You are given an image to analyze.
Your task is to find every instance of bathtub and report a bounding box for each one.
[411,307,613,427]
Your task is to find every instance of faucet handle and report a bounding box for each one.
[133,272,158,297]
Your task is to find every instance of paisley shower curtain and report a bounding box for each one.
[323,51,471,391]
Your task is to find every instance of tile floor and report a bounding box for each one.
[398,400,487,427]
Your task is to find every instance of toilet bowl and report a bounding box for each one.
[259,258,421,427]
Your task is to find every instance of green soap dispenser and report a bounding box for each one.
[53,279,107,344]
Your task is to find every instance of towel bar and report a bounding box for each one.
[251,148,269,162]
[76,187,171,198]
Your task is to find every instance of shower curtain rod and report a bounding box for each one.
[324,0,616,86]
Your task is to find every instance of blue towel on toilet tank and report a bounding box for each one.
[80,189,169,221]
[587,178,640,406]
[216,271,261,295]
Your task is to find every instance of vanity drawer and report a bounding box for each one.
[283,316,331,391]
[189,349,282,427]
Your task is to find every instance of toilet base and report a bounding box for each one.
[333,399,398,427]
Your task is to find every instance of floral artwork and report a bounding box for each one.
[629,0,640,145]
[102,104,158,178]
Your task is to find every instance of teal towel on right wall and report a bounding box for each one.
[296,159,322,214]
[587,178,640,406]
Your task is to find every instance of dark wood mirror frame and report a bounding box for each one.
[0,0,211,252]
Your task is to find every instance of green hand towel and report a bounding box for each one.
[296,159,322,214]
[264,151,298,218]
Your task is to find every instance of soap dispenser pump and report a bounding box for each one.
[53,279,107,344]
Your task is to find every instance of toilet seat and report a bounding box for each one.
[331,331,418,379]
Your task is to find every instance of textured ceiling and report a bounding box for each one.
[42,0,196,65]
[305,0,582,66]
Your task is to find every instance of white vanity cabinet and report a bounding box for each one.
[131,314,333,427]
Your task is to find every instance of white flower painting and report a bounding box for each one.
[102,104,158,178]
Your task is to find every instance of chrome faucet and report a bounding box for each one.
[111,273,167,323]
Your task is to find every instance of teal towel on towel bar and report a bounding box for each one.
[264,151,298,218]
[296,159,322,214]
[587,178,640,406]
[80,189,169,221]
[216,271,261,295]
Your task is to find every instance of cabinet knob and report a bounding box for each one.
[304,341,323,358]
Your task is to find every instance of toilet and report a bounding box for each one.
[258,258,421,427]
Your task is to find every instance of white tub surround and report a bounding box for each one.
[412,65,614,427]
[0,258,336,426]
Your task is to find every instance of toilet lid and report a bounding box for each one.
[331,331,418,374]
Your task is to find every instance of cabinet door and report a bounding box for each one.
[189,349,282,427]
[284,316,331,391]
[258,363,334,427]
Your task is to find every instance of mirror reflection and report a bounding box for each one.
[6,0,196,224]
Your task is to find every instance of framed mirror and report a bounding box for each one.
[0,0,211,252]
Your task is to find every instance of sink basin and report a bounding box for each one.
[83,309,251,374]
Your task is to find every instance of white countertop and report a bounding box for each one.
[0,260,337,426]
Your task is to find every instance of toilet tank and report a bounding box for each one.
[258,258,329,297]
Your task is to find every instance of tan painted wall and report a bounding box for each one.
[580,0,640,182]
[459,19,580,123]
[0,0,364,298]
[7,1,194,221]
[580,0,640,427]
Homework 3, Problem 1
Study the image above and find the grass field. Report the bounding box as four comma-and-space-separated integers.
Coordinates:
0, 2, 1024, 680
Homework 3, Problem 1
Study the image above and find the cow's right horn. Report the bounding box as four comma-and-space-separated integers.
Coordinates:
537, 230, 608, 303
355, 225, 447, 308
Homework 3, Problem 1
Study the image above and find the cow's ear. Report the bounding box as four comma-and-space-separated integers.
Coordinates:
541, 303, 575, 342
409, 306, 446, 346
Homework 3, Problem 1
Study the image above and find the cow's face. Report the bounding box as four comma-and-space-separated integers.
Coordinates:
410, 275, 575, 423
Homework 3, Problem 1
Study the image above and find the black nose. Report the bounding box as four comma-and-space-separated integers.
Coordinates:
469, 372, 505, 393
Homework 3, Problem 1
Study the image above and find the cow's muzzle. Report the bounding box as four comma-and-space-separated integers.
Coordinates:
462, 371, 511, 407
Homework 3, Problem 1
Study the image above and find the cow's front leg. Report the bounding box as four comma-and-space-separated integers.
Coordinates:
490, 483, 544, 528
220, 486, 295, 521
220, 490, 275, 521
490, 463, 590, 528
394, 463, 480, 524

============================================================

# Work required
Copy the records above word for word, keeping every line in its original order.

# Reply to the task
You are given an image to analyze.
Your task is to find every instance of bathtub and report a bounding box for each one.
[411,307,613,427]
Your task is to find every instance of faucet handle and report a bounding box for each one.
[133,272,158,297]
Your task is to find every instance of paisley shower curtain and report a bounding box for each one.
[323,51,471,391]
Your task is to find every instance of tile floor and report a bounding box for each one.
[398,400,487,427]
Your task is to find every instance of toilet bowl and report a bounding box for each one.
[259,258,421,427]
Your task is to find every instance of green soap dispenser and report a bounding box for each one.
[53,279,107,344]
Your task is to find every instance of towel bar and report a bounding box for each one.
[251,148,269,162]
[76,187,171,198]
Your task is to find every instance of shower curtain rod and report a bounding box for each one.
[324,0,616,86]
Your task is to find every instance of blue towel on toilet tank and report a bounding box for each one.
[80,189,169,221]
[587,178,640,406]
[216,271,261,295]
Your task is to find every instance of vanity drawer and report a bounding box for each one.
[283,316,331,391]
[189,349,282,427]
Your task is to find every instance of toilet base and report a bounding box for each one.
[333,399,398,427]
Your task is to find every instance of floral artwork and report a bounding box for each one.
[629,0,640,145]
[102,104,158,178]
Your task is to find every instance of teal towel on right wall and report a bounding box for each one.
[296,159,322,214]
[587,178,640,406]
Your task is to find every instance of dark wood mirror frame and report a bounding box for each one.
[0,0,211,252]
Your task is to find every instance of green hand towel and report a bounding box for each one.
[296,159,322,214]
[264,151,298,218]
Your task is to find every instance of soap dispenser pump and report a bounding box for each one.
[53,279,107,344]
Your task is to find every instance of toilet seat and report a bounding box for each one.
[331,331,418,379]
Your task is to find every instance of textured ceiling and report a bounding box for each one.
[42,0,196,65]
[305,0,582,66]
Your task is to find every instance of white vanity cabinet and report a bounding box for each one.
[131,314,333,427]
Your task is to find every instance of white flower painting and report a bounding box for each one.
[102,104,158,178]
Your task is to find every instance of chrome faucet and report a bounding box for each one.
[111,273,167,323]
Your task is to find every instance of teal towel on towel bar and report a bounding box for each one.
[264,151,298,218]
[296,159,322,214]
[587,178,640,406]
[80,189,169,221]
[216,271,261,295]
Your task is to find every instance of cabinet knob and report a bounding box for each one.
[304,341,323,358]
Your task is to find every instance of toilet and report a bounding box for each one.
[258,258,421,427]
Your task is to find every instance of white tub surround and report a bounding box for each one.
[412,65,614,427]
[0,258,336,426]
Your task is to find every instance of toilet lid and report a bounding box for each one.
[331,331,418,374]
Your task is to find every instance of cabinet door and report a bounding box for each one.
[189,349,282,427]
[284,316,331,391]
[258,363,334,427]
Your task is to find every instance of mirror reflection and report a bounding box for each one.
[6,0,196,224]
Your task is to find every instance of framed mirror and report a bounding box for each one.
[0,0,211,252]
Your task is to find every instance of sink basin and report a bounding box for each one.
[83,309,251,374]
Your task is to find every instance of white countertop and report a bounding box for each one.
[0,260,337,426]
Your task is to find every instance of toilet tank and report a bounding box for each one.
[258,258,329,297]
Your task is to find every instance of tan painted wall and report a bounding box for each one.
[580,0,640,182]
[459,19,580,123]
[0,0,364,298]
[7,1,194,221]
[580,0,640,427]
Homework 3, Problem 1
Study the image above and find the grass field. Report the bounding box as four comma-and-space-separated integers.
Coordinates:
0, 2, 1024, 680
Homework 3, Problem 1
Study the image above and find the cow's right horn. Report the bounding box as four comma-and-space-separated integers.
Coordinates:
537, 230, 608, 303
355, 225, 447, 308
Homework 3, Problem 1
Study the image above and find the cow's ear. Report the bounding box as four comma-and-space-separated integers.
Coordinates:
541, 303, 575, 342
409, 306, 446, 346
Homework 3, Problem 1
Study the image above and find the cow's face. Report the bounding box as four comma-and-space-separated integers.
Coordinates:
410, 275, 575, 423
Homework 3, Problem 1
Study the image above and find the black nose. Report the bounding box as four comma-and-space-separated integers.
Coordinates:
469, 372, 505, 393
Homework 3, Problem 1
Study the image above and find the cow's muzzle. Report the bounding box as four comma-and-space-separated integers.
Coordinates:
462, 371, 511, 407
Homework 3, Problem 1
Study the image above and find the cow's front leg. Report the bounding box as four comma-and-space-separated integers.
Coordinates:
490, 483, 544, 528
220, 486, 295, 521
220, 490, 275, 521
490, 463, 590, 528
394, 463, 480, 524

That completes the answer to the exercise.